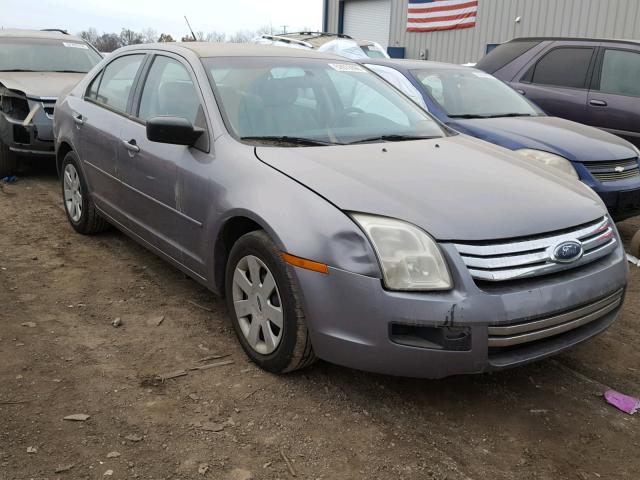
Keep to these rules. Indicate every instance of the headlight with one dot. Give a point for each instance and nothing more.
(551, 160)
(409, 258)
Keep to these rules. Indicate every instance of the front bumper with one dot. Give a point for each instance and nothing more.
(351, 317)
(34, 137)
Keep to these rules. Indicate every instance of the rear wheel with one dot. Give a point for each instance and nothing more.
(265, 306)
(81, 212)
(8, 161)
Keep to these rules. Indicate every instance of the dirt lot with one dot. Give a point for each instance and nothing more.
(545, 421)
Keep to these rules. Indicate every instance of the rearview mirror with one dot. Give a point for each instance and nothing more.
(174, 130)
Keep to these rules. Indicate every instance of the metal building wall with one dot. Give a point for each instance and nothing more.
(496, 24)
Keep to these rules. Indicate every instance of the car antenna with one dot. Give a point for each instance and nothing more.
(190, 29)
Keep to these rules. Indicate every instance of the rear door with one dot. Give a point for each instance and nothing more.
(614, 99)
(101, 118)
(558, 80)
(153, 173)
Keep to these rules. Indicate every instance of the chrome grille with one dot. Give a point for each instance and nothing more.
(523, 258)
(614, 170)
(525, 332)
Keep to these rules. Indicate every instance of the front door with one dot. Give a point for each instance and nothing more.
(152, 172)
(101, 116)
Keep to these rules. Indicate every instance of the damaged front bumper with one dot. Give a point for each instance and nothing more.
(26, 123)
(353, 321)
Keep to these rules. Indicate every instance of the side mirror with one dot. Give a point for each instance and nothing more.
(174, 130)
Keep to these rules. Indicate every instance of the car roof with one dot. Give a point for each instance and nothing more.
(409, 64)
(45, 34)
(576, 39)
(212, 49)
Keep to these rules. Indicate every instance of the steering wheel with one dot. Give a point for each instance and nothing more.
(350, 111)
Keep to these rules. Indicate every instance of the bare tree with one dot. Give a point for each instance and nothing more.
(265, 29)
(241, 36)
(165, 37)
(129, 37)
(108, 42)
(149, 35)
(217, 37)
(90, 35)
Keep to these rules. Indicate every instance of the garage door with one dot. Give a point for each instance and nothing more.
(368, 20)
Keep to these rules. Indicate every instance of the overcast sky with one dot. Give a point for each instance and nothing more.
(164, 16)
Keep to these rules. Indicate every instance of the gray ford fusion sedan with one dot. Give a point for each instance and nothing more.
(339, 220)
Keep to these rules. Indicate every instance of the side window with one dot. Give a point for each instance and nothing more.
(356, 94)
(169, 91)
(620, 73)
(92, 91)
(117, 80)
(562, 67)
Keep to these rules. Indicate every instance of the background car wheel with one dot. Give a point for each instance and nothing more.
(8, 161)
(265, 306)
(81, 211)
(635, 245)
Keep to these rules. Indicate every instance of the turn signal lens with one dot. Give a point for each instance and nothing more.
(304, 263)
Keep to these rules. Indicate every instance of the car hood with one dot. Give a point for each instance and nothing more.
(455, 188)
(571, 140)
(40, 84)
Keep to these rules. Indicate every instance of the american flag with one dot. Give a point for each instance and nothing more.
(433, 15)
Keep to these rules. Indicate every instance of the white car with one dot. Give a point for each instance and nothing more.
(338, 44)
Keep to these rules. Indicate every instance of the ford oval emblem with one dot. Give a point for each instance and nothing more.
(567, 252)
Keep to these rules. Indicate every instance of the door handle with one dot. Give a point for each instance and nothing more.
(131, 145)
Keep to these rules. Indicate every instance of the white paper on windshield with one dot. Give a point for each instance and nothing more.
(75, 45)
(347, 67)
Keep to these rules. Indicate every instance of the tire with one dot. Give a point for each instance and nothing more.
(289, 347)
(85, 220)
(8, 161)
(635, 245)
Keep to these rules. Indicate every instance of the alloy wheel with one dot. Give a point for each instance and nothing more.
(257, 304)
(72, 192)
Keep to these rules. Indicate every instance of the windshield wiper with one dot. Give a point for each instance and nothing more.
(391, 138)
(287, 139)
(497, 115)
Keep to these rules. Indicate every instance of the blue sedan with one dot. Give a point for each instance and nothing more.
(477, 104)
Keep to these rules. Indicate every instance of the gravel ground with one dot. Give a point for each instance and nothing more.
(60, 355)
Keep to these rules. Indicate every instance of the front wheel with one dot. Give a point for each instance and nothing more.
(81, 212)
(265, 306)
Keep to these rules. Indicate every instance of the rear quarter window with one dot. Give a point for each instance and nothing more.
(562, 67)
(504, 54)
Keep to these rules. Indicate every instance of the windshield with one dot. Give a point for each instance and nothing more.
(328, 101)
(472, 93)
(46, 55)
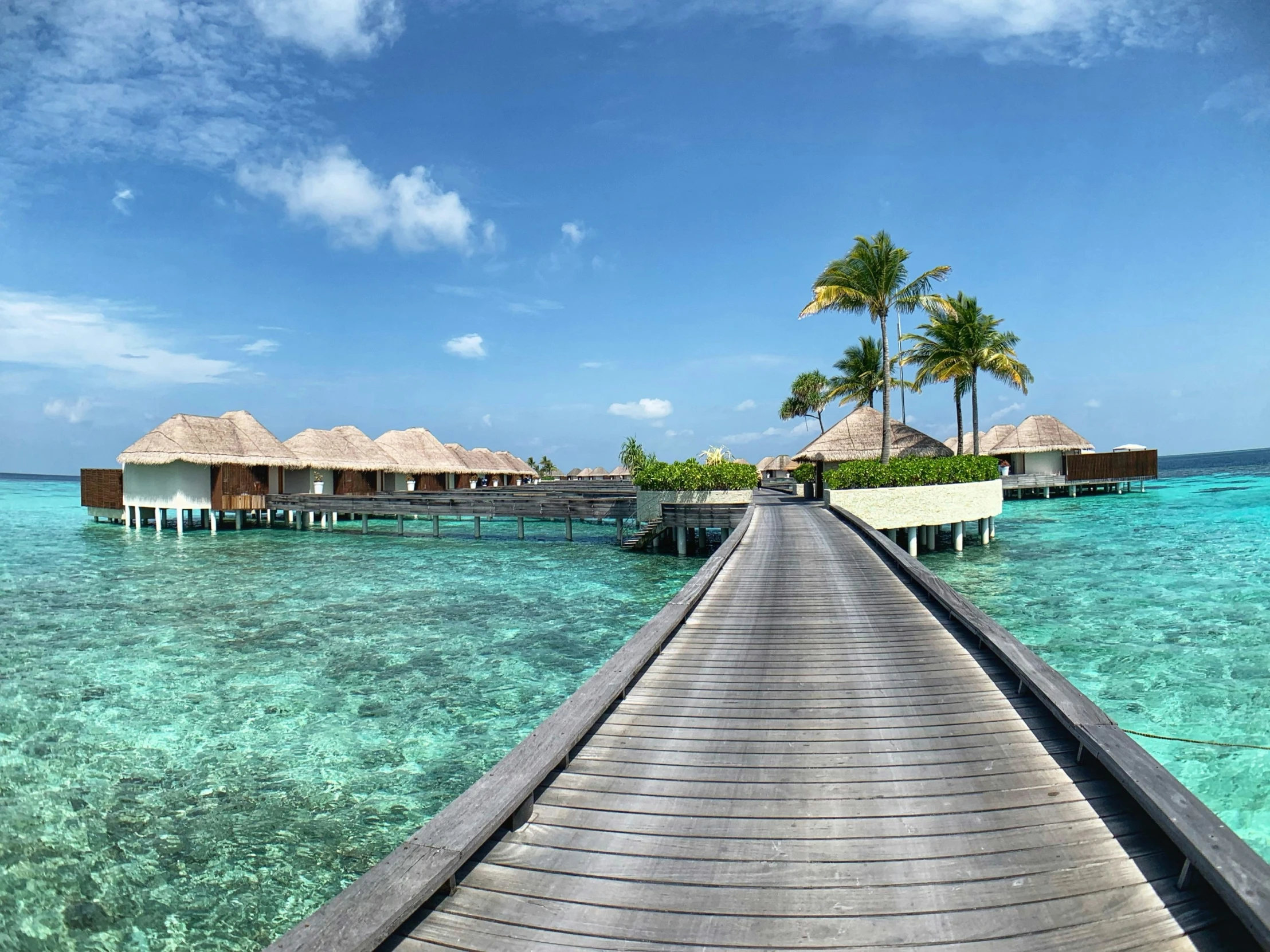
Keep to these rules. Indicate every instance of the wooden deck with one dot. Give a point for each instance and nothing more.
(824, 756)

**Exercise goal:** Arrange the stretch from the line containing "the windshield with" through the end of the records above as a numbered list, skipping blank lines. Leave the pictures out.

**Response to this exercise:**
1. Keep to these rules. Indicate every instance of the windshield with one dot. Give a point for each instance and nothing more.
2. (328, 101)
3. (472, 93)
4. (46, 55)
5. Keep to these rules. Indicate every instance of the wooden deck with one dot. Give a point for each instance and nothing more.
6. (824, 756)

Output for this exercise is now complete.